BEGIN
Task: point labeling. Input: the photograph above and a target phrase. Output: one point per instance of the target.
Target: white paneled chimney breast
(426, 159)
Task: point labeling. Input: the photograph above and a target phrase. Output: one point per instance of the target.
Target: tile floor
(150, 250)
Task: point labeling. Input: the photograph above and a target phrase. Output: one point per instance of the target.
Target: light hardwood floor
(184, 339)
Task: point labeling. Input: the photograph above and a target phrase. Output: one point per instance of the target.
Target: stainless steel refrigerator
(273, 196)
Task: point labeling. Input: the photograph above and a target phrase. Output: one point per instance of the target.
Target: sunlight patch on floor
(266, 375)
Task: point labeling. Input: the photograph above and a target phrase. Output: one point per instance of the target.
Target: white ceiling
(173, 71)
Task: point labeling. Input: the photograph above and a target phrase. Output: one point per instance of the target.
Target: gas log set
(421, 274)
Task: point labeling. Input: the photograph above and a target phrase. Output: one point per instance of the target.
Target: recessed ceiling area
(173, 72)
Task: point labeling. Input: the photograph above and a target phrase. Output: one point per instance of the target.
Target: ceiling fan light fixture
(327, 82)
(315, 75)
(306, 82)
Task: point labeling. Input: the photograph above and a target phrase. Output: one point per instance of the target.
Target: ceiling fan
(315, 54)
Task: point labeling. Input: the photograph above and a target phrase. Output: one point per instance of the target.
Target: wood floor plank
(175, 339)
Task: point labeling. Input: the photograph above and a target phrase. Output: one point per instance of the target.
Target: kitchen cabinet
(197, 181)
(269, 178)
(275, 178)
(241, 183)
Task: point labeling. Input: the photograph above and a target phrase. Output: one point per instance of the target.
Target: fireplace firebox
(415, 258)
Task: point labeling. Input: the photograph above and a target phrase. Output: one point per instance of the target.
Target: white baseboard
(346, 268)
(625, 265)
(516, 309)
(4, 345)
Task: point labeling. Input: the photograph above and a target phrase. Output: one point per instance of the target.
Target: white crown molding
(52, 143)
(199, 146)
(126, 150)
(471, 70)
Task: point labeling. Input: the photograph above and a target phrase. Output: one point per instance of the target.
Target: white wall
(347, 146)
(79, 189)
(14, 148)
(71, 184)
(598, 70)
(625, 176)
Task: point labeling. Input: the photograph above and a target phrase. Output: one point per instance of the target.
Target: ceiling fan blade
END
EXERCISE PROMPT. What this exercise calls for is a precise transcription of the material above.

ANSWER TO THE EXERCISE.
Task: point labeling. Input: the photograph above and a target phrase. Output: one point per instance of the target.
Target: white paneled chimney breast
(426, 159)
Task: point labeling. Input: the photograph above and a target phrase. Output: one point per instance of the target.
Target: tile floor
(150, 250)
Task: point labeling. Input: the photograph above and a target phrase. Output: one point per instance of the target.
Target: light hardwood floor
(184, 339)
Task: point labeling. Input: the photograph above and a target phrase. Output: one point per instance of the target.
Target: stainless steel refrigerator
(273, 196)
Task: point labeling. Input: the photograph above and a target phrase. Output: one point per instance of the target.
Target: sunlight patch on floor
(266, 375)
Task: point labeling. Input: the photograph above and a target phrase. Output: one point per instance of the target.
Target: white ceiling
(173, 71)
Task: point labeling. Input: the photograph above and a target phrase. Output: one point per instance of the target.
Target: gas log set
(421, 274)
Task: point labeling. Input: the photograph above and a target phrase. Output: one point per instance of the target.
Target: recessed ceiling area
(173, 72)
Task: point labeling. Input: the photograph above and a target phrase. Output: one point per instance of the target.
Target: ceiling fan light fixture
(327, 82)
(315, 75)
(306, 82)
Task: point labeling. Input: the photograph above and a target phrase. Output: one point per instance of the target.
Target: ceiling fan
(315, 54)
Task: point labeling. Input: the photograph above and a target phrase. Output: one point per instance of the target.
Target: wood floor plank
(175, 339)
Task: point labeling. Input: the photograph above and a target phrase. Output: one point per instance of the target.
Target: kitchen cabinet
(197, 181)
(269, 178)
(275, 178)
(241, 183)
Task: point labeling. Input: the photograph above and a target phrase. Output: one point per instance of the target.
Target: fireplace firebox
(415, 258)
Task: point labeling. Input: the photograph above and a target phrase. Output: one point per instance of the target.
Target: white baseboard
(346, 268)
(625, 265)
(516, 309)
(4, 345)
Task: point labeling. Input: the photograph above and a target phrase. Output: one point per instance of the target.
Target: white crown molding
(52, 143)
(199, 146)
(126, 150)
(471, 70)
Task: point labeling. Input: the photograph above and a target phrase. Output: one point per instance of the target.
Target: white wall
(347, 146)
(79, 189)
(14, 148)
(71, 184)
(598, 70)
(625, 176)
Task: point labeling. Input: the photograph above and a target phrase. Output: one point per instance of the target.
Target: ceiling fan blade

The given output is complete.